EXTRACT:
* BEGIN *
3D integration schemes, which IBM and Intel are both pursuing, help deal with this problem. As you noted, you can't put enough pins on a chip with traditional packaging to achieve a sufficient memory bandwidth. But with 3D integration, the memory chips are connected directly to the CPUs with "through-chip vias". You can have tens of thousands of these vias, and as a bonus, the distance to the memory is extremely short, so latency is reduced.

- Trevor -
[[self-construction] [blogspot.com]]: The autotherapeutic diary of a crazy geek's journey back to mental health

Re:Memory bandwidth? (2, Insightful)

Gewalt (1200451) | more than 5 years ago | (#24036361)

Not really. If you can put 1000 cores on a processor, then I don't see why you cant put 100 or so layers of ram on there too. Eventually, it will becomea requirement to get the system to scale.

Have you ever seen VPU design? (0)

Anonymous Coward | more than 5 years ago | (#24036449)

That problem was solved by VPU design a long long time ago, there is an array of memory controller each has multiplexed pipe to every core in its block. The idea is data gets pipelined between the processor and memory, requests for start of transfer and end of transfer only changes the selector on the multiplexor. Any outstanding transfer requests get queued. Further more, data gets cached which the cores have direct access to.
* END *
RECORDED DATA:
* BEGIN *
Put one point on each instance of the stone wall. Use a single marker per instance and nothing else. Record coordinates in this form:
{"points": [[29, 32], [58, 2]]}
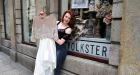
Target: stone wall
{"points": [[130, 39]]}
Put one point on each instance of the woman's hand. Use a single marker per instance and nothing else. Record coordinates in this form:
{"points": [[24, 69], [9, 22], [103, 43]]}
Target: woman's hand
{"points": [[60, 41]]}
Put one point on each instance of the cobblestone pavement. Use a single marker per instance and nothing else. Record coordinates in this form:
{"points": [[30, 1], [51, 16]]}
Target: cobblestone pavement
{"points": [[9, 67]]}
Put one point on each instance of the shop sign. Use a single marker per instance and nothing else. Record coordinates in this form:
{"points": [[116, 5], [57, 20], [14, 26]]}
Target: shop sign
{"points": [[91, 46], [79, 4]]}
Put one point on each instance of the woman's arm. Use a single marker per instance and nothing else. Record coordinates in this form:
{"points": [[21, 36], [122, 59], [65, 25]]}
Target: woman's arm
{"points": [[62, 40]]}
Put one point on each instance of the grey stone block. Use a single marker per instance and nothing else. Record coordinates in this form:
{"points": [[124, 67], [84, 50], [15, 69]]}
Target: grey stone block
{"points": [[116, 30], [5, 49], [2, 36], [26, 61], [114, 55], [117, 10], [13, 54], [17, 4], [18, 14], [18, 21], [6, 43], [18, 29], [27, 49], [18, 38]]}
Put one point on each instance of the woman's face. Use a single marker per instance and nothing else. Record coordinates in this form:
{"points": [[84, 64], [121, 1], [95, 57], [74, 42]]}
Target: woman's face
{"points": [[66, 18]]}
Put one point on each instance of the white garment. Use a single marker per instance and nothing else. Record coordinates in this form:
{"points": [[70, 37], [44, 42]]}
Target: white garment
{"points": [[46, 57]]}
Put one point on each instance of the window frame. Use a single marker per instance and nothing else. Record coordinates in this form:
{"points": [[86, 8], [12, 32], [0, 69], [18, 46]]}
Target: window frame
{"points": [[78, 54], [5, 26], [22, 27]]}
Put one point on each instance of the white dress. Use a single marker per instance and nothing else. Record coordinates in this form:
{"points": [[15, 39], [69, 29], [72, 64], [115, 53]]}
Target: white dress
{"points": [[46, 57]]}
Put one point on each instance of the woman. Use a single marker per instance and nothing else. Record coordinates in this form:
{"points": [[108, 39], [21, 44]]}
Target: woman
{"points": [[44, 30], [64, 30]]}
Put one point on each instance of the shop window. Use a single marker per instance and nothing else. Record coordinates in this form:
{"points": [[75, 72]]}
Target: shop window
{"points": [[7, 21], [92, 29], [30, 8]]}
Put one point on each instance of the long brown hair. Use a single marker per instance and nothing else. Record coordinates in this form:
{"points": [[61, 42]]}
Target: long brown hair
{"points": [[72, 20]]}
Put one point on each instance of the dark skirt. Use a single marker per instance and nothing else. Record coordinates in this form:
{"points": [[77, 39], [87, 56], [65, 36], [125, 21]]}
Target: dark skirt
{"points": [[61, 53]]}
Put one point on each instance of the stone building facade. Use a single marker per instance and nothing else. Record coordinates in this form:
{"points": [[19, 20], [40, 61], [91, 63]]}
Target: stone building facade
{"points": [[123, 55]]}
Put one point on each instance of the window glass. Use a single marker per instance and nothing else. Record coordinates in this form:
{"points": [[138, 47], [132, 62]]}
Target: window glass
{"points": [[7, 10], [92, 29], [30, 8], [93, 18]]}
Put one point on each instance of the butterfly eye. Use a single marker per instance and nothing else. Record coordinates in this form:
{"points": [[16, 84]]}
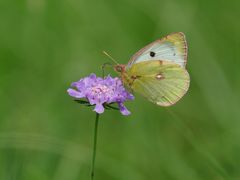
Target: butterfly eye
{"points": [[152, 54]]}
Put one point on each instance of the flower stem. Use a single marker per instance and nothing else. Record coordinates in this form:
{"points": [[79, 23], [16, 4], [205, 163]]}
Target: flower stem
{"points": [[94, 145]]}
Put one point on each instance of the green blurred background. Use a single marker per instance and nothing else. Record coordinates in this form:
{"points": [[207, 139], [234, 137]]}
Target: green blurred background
{"points": [[44, 135]]}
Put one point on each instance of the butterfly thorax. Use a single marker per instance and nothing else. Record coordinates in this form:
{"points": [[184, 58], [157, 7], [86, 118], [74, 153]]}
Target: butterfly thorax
{"points": [[127, 79]]}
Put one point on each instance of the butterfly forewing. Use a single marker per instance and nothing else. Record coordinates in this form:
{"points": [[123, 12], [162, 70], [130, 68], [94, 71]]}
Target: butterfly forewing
{"points": [[172, 48], [161, 82]]}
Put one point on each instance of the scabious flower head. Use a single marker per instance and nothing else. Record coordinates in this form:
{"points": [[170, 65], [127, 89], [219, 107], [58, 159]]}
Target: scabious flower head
{"points": [[100, 92]]}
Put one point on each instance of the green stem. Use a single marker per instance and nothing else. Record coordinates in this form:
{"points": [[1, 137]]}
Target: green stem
{"points": [[94, 145]]}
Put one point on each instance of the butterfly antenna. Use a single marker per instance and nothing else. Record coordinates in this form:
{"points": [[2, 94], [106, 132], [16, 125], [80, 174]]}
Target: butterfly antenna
{"points": [[110, 57]]}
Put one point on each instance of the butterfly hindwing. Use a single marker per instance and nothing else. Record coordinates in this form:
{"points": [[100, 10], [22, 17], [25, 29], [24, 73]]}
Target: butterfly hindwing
{"points": [[172, 48], [161, 82]]}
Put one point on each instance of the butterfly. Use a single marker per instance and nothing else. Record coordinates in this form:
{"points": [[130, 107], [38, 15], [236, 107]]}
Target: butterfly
{"points": [[158, 71]]}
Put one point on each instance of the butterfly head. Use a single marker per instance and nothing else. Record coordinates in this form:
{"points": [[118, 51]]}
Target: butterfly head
{"points": [[119, 68]]}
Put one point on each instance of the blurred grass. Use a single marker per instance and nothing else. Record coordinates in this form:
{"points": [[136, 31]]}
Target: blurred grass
{"points": [[45, 45]]}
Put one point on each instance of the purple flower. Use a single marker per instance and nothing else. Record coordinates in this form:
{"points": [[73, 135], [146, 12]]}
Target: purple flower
{"points": [[101, 92]]}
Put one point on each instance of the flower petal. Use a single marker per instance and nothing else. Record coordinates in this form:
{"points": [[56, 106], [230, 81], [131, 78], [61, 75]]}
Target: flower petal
{"points": [[99, 108], [123, 109], [75, 93]]}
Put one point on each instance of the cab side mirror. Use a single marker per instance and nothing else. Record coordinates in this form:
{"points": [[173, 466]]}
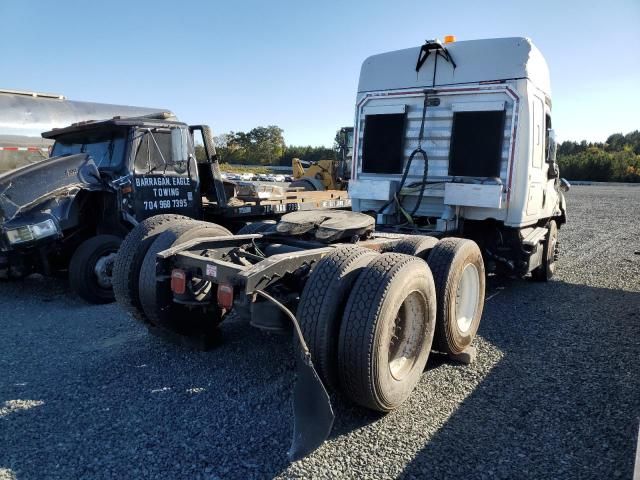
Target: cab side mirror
{"points": [[552, 146]]}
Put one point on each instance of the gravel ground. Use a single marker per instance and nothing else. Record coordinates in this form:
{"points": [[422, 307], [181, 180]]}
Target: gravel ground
{"points": [[555, 392]]}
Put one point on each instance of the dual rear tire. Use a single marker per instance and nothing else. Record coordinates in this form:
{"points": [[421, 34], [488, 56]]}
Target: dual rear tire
{"points": [[370, 320]]}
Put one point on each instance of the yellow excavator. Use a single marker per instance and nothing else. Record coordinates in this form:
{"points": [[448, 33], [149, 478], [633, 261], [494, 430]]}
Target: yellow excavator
{"points": [[326, 174]]}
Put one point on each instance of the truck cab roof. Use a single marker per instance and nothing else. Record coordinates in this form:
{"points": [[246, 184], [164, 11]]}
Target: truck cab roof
{"points": [[156, 120], [486, 60]]}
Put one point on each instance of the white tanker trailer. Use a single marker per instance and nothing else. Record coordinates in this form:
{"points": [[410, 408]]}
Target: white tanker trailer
{"points": [[25, 115]]}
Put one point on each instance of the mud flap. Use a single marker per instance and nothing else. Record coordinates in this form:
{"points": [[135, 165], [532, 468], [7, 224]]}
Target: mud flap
{"points": [[313, 414]]}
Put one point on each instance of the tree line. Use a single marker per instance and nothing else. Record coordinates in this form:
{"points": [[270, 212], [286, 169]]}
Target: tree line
{"points": [[615, 160], [264, 146]]}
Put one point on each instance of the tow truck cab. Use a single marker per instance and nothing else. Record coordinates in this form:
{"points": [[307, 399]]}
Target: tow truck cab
{"points": [[103, 178]]}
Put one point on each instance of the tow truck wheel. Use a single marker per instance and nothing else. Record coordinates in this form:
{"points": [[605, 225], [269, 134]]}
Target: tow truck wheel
{"points": [[416, 245], [156, 297], [386, 331], [322, 302], [126, 269], [545, 271], [91, 267], [458, 272]]}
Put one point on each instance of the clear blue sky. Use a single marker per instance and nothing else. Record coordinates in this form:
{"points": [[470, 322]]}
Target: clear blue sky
{"points": [[295, 64]]}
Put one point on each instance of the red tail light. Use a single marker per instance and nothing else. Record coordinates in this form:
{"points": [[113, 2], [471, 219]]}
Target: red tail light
{"points": [[178, 281], [225, 296]]}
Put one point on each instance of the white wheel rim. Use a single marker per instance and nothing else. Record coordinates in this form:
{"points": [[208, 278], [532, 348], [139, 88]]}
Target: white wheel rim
{"points": [[407, 336], [467, 296]]}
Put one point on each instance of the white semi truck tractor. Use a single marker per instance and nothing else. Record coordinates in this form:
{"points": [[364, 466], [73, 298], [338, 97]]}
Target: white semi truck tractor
{"points": [[453, 174], [456, 138]]}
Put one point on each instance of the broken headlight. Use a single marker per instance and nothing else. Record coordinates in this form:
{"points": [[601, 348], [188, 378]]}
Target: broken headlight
{"points": [[36, 231]]}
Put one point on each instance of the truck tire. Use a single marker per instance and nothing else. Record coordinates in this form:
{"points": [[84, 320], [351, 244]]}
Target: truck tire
{"points": [[91, 268], [458, 272], [322, 303], [416, 245], [257, 227], [549, 253], [156, 297], [386, 331], [126, 268]]}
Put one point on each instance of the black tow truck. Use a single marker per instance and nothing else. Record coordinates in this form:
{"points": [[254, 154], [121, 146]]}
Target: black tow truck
{"points": [[72, 211]]}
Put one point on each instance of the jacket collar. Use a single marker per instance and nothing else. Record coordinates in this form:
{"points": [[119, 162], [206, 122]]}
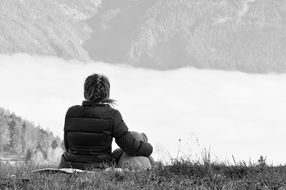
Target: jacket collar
{"points": [[92, 104]]}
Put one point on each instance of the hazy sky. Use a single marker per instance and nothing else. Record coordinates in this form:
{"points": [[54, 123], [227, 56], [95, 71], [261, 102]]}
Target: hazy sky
{"points": [[231, 113]]}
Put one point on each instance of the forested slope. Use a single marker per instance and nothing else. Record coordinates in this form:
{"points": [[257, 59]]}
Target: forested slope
{"points": [[31, 143]]}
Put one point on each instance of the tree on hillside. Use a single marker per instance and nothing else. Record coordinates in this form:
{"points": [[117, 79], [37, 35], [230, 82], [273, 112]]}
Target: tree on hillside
{"points": [[4, 134]]}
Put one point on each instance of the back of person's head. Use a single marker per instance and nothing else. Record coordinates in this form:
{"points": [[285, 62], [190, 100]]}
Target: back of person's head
{"points": [[97, 89]]}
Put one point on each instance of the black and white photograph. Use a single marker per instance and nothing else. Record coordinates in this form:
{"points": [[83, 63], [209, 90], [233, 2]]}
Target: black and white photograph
{"points": [[143, 94]]}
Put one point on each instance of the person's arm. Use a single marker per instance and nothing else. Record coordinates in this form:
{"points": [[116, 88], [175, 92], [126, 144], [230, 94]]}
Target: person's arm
{"points": [[65, 135], [126, 141]]}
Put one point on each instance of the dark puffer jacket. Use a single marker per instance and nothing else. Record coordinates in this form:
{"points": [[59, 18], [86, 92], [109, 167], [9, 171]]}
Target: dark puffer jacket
{"points": [[88, 133]]}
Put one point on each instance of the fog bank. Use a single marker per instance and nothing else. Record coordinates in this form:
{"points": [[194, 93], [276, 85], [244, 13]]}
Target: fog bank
{"points": [[231, 113]]}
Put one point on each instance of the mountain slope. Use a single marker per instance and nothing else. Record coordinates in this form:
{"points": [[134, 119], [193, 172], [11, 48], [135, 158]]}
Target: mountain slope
{"points": [[247, 35], [21, 138]]}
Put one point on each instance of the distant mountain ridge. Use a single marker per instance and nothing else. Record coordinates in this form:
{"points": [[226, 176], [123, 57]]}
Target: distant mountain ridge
{"points": [[45, 27], [244, 35]]}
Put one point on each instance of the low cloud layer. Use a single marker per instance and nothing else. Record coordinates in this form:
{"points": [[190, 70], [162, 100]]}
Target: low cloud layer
{"points": [[231, 113]]}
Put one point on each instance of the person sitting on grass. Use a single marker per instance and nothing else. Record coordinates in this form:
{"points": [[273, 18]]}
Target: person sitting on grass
{"points": [[89, 130]]}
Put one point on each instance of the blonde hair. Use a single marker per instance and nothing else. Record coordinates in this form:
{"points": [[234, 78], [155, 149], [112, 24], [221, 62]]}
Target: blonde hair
{"points": [[97, 89]]}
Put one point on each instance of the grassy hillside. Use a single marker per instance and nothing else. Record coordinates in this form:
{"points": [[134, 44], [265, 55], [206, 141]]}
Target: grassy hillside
{"points": [[178, 175]]}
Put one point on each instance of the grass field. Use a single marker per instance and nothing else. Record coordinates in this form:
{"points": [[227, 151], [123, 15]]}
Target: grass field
{"points": [[181, 174]]}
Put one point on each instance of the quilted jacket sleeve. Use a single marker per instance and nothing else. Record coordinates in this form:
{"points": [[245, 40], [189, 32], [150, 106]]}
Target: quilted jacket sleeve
{"points": [[126, 141]]}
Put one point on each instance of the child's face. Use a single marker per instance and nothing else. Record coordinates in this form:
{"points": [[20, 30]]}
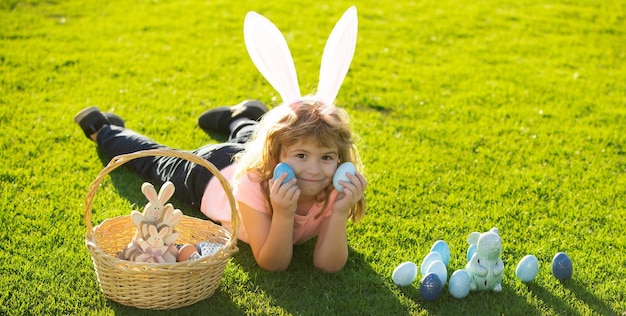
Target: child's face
{"points": [[313, 165]]}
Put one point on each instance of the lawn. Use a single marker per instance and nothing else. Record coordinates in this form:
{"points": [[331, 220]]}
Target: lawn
{"points": [[470, 115]]}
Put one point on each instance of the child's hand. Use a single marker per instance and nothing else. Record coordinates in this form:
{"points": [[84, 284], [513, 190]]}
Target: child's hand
{"points": [[284, 196], [352, 192]]}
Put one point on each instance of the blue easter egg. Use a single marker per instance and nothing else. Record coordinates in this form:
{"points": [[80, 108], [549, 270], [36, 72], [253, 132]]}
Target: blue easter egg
{"points": [[440, 270], [443, 249], [340, 174], [404, 274], [527, 268], [282, 168], [430, 258], [470, 252], [430, 287], [459, 284], [561, 266]]}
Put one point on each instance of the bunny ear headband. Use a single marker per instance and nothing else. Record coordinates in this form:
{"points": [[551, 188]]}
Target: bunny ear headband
{"points": [[268, 50]]}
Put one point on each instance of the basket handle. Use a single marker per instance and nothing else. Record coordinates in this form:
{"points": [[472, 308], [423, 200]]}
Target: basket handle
{"points": [[118, 161]]}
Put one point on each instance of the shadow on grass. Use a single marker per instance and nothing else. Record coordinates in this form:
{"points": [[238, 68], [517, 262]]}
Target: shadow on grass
{"points": [[475, 303], [576, 288], [306, 290]]}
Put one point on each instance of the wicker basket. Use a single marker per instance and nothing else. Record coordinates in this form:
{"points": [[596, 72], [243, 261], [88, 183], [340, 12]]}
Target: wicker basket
{"points": [[164, 285]]}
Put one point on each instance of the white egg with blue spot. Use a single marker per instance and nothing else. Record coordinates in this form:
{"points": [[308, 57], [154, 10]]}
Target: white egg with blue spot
{"points": [[340, 174], [282, 168], [428, 260], [439, 268], [404, 274], [527, 268], [470, 252], [443, 249]]}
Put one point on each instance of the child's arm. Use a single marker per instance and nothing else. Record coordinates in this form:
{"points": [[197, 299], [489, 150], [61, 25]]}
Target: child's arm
{"points": [[271, 236], [331, 249]]}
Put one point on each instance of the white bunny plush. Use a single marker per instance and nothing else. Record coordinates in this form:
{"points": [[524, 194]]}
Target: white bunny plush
{"points": [[163, 217], [269, 52], [153, 211], [152, 246]]}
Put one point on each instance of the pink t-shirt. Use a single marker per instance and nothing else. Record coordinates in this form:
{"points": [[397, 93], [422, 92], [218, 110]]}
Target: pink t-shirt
{"points": [[215, 206]]}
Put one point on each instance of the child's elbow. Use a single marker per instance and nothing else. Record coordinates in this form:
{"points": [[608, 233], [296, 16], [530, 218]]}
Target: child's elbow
{"points": [[330, 267], [273, 268]]}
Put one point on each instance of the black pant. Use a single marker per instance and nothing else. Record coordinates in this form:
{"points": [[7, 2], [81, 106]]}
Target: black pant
{"points": [[189, 179]]}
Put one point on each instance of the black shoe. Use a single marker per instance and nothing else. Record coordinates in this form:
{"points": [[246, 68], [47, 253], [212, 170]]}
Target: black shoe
{"points": [[219, 119], [91, 120], [114, 119]]}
* END *
TASKS TO COMPLETE:
• A. In the discussion of memory bandwidth, what connects the memory chips directly to the CPUs under 3D integration?
• B. Write out word for word the part of the memory bandwidth discussion that opens with the words containing "3D integration schemes, which" and closes with "latency is reduced.".
• C. Write what comes next in the memory bandwidth discussion, picking up after its last sentence.
You won't need the lines for any of this.

EXERCISE RESPONSES:
• A. Through-chip vias

• B.
3D integration schemes, which IBM and Intel are both pursuing, help deal with this problem. As you noted, you can't put enough pins on a chip with traditional packaging to achieve a sufficient memory bandwidth. But with 3D integration, the memory chips are connected directly to the CPUs with "through-chip vias". You can have tens of thousands of these vias, and as a bonus, the distance to the memory is extremely short, so latency is reduced.

• C.
Re:Memory bandwidth? (1)

Penguinisto (415985) | more than 5 years ago | (#24036463)

Could be, but that could be solved (at least physically) by using daughterboards/Slot 1 like rigs and by physically breaking up the CPU into discrete chips (which in turn would offer an interesting way to upgrade... don't want to buy a whole new CPU? No problem, just buy some additional 'core pack' chips and plug 'em into empty daughterboard slots).


Never underestimate the ingenuity of an engineer when there's a potential to make shitloads of money off of the solution, even if that solution isn't the most optimal or elegant.

/P

Generic jokes (0, Redundant)

Toe, The (545098) | more than 5 years ago | (#24035977)

Maybe Program X will finally not be so slow.

It's a series of tubes; um cores.

Howabout a beowolf clust... I can't even do that one.

Re:Generic jokes (0, Redundant)

cashman73 (855518) | more than 5 years ago | (#24036157)

Once the squeeze the 10,000th core into that, most people ought to be able to run Windows Vista just fine,... maybe even Duke Nukem Forever, too? ;-)

Re:Generic jokes (0)

Anonymous Coward | more than 5 years ago | (#24036453)

In Soviet Russia, cores prepare for thousands of you!

Message from Intel to Developers (1)

daveatneowindotnet (1309197) | more than 5 years ago | (#24036001)

"Look if we are going to sell these things you need to start developing software for them, otherwise it'll look like we are trying to milk the market or something"

Disagreement about this trend (5, Interesting)

Raul654 (453029) | more than 5 years ago | (#24036015)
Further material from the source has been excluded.